┌─ SEZIONE DEL DOCUMENTO

A mettere in discussione nel merito la monografia IARC sul glifosato erano state poi le analisi condotte da altre autorevoli agenzie, come EFSA, ECHA, WHO e FAO, che hanno stabilito che non ci sono evidenze sufficienti che il glifosato sia cancerogeno e anzi che gli studi più recenti non mostrano un aumento significativo del rischio. L'ultimo di questi studi è l'Agricultural Health Study, i cui risultati sono stati pubblicati a novembre del 2017 sul Journal of the National Cancer Institute. Nel frattempo l'EPA, l'agenzia per la protenzione ambientale statunitense, ha diffuso una bozza del suo risk assessment sul glifosato che afferma che molto probabilmente la sostanza non è cancerogena, mentre a fine luglio è stata pubblicata sulla rivista Carcinogenesis una nuova review che prende in considerazione meccanismi finora ignorati dagli studi tossicologici, come gli effetti sul microbioma e sul sistema endocrino. Infine IARC è stata accusata da Kate Kelland, giornalista Reuters, di aver modificato i pareri degli scienziati sugli studi condotti sugli animali nell'ultima versione della monografia. È probabile dunque che i legali Monsanto baseranno la loro linea su queste presunte debolezze della monografia IARC durante il processo di appello.

└─
┌─ VOCI ELENCATE

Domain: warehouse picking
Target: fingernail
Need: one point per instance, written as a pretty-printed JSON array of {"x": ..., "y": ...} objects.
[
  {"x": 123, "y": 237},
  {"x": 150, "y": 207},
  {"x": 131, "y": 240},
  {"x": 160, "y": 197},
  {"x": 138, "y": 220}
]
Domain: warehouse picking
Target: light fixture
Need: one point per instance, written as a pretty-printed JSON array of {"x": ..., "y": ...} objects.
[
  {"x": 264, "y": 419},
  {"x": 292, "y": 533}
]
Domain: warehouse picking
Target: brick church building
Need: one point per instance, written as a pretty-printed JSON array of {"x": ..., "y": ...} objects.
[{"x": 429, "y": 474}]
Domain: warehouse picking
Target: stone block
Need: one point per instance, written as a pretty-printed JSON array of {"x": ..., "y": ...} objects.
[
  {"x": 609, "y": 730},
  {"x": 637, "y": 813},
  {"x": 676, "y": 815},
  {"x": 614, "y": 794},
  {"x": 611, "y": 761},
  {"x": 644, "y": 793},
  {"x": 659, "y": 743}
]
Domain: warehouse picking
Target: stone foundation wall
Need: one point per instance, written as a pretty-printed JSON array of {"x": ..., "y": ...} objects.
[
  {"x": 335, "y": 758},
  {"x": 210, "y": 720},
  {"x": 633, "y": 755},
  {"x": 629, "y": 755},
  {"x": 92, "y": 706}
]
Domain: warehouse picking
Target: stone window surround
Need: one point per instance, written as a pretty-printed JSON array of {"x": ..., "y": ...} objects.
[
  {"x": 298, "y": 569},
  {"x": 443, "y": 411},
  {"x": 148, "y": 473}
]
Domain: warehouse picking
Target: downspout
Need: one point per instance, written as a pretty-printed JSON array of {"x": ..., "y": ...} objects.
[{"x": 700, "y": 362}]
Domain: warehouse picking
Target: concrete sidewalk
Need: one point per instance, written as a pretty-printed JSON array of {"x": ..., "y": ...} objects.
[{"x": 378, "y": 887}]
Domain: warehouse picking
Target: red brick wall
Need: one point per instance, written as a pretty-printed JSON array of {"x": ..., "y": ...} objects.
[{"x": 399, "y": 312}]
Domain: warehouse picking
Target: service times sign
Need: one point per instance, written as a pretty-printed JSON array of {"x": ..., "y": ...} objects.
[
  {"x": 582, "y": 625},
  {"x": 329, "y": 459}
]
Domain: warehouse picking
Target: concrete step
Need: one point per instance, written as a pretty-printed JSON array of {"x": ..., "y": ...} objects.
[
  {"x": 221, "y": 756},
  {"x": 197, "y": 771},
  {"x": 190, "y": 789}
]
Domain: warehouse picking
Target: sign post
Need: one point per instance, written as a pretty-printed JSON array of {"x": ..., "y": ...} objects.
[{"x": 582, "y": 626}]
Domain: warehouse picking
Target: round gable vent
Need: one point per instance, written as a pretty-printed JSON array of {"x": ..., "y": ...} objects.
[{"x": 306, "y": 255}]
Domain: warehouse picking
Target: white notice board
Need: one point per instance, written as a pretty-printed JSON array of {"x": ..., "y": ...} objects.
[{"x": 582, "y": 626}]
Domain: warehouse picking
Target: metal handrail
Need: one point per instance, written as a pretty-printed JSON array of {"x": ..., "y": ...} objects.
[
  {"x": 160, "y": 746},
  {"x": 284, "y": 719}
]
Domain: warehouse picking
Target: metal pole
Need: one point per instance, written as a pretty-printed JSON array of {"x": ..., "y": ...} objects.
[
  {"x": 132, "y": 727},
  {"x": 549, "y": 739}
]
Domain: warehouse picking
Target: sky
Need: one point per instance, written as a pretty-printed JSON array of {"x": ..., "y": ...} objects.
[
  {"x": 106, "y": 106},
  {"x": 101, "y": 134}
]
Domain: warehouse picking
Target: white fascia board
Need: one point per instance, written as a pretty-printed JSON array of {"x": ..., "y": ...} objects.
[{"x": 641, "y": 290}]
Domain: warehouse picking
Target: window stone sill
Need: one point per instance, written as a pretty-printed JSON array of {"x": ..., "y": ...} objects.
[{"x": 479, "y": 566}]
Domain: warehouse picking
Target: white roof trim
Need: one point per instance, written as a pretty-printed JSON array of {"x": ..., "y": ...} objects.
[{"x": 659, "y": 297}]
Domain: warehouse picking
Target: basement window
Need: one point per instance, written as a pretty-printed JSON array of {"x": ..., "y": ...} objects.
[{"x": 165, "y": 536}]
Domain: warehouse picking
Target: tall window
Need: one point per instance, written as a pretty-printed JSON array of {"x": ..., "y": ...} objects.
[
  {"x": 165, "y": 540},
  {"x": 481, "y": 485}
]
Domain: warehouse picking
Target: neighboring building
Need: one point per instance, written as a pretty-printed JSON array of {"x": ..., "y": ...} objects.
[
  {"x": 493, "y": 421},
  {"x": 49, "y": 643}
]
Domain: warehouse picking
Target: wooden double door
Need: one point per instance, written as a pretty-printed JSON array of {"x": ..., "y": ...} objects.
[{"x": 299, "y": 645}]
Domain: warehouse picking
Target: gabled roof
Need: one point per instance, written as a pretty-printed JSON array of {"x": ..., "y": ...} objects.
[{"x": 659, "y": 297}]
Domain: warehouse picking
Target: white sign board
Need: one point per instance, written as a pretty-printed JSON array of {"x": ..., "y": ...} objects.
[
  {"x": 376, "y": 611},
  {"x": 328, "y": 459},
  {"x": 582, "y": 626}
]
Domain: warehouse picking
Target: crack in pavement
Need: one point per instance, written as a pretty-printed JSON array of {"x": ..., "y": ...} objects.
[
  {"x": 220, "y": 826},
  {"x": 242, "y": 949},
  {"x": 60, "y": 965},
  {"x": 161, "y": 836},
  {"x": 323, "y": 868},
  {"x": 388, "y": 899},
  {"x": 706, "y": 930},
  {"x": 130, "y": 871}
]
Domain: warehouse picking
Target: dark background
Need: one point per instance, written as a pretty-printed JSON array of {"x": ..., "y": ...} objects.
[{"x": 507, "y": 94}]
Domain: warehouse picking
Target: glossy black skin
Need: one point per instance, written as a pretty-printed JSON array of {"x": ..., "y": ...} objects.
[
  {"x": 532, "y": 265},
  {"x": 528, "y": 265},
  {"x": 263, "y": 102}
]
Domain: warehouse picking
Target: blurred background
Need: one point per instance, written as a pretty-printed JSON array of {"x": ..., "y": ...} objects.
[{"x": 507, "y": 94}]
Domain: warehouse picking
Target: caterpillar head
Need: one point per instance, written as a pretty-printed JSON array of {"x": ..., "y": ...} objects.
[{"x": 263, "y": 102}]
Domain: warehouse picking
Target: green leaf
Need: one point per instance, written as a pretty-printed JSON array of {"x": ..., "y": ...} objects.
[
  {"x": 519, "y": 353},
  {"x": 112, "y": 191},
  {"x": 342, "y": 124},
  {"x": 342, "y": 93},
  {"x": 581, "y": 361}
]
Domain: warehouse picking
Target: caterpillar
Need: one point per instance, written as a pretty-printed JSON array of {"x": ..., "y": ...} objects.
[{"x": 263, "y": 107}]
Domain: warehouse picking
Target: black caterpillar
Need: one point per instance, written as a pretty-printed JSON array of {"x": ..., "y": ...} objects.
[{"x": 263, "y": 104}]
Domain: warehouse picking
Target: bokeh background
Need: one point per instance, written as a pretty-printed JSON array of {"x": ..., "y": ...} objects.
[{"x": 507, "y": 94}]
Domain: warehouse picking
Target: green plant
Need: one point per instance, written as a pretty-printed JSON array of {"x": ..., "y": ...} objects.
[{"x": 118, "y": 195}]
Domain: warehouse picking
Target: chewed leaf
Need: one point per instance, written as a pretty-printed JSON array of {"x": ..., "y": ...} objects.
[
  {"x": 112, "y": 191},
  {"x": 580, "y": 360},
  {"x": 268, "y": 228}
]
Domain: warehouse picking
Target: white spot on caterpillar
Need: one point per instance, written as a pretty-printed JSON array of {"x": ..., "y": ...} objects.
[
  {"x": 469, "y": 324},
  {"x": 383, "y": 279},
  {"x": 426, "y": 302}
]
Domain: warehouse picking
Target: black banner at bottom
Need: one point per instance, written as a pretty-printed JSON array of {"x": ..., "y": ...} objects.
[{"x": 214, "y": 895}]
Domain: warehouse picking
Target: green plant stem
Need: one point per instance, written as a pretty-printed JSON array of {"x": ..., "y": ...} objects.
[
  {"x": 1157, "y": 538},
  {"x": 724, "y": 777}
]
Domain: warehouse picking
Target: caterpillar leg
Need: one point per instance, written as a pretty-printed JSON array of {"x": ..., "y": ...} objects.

└─

== AZIONI DA SVOLGERE ==
1. Elenca, per favore, le sigle di tutte le agenzie nominate nel testo sul glifosato.
2. Riprendi il testo sul glifosato dopo la sua ultima frase e scrivine la prosecuzione.
Le voci sono materiale a sé, separato dal testo sul glifosato.

== RISPOSTE PER COMPITO ==
1. IARC, EFSA, ECHA, WHO, FAO, EPA

2.
Una bella grana per Bayer

Il primo effetto della sentenza è stato finanziario: le azioni Bayer hanno perso l'11% del loro valore in un giorno di contrattazioni. Se la sentenza di primo grado venisse confermata nei successivi gradi di giudizio, le prospettive sono tutt'altro che promettenti e rischiano di far rivevere all'azienda farmaceutica tedesca vecchi incubi. Nel 2001 Bayer fu costretta a ritirare dal mercato il farmaco anti-colesterolo Baycol (nome commerciale della cerivastatina) poiché ritenuto responsabile di 31 morti, pagando 4,2 miliardi di dollari di risarcimento. La posta in gioco è enorme se si considera che il glifosato è il pesticida più utilizzato nel mondo: 826 milioni di kg all'anno per un fatturato di 4,8 miliardi di dollari nel 2015.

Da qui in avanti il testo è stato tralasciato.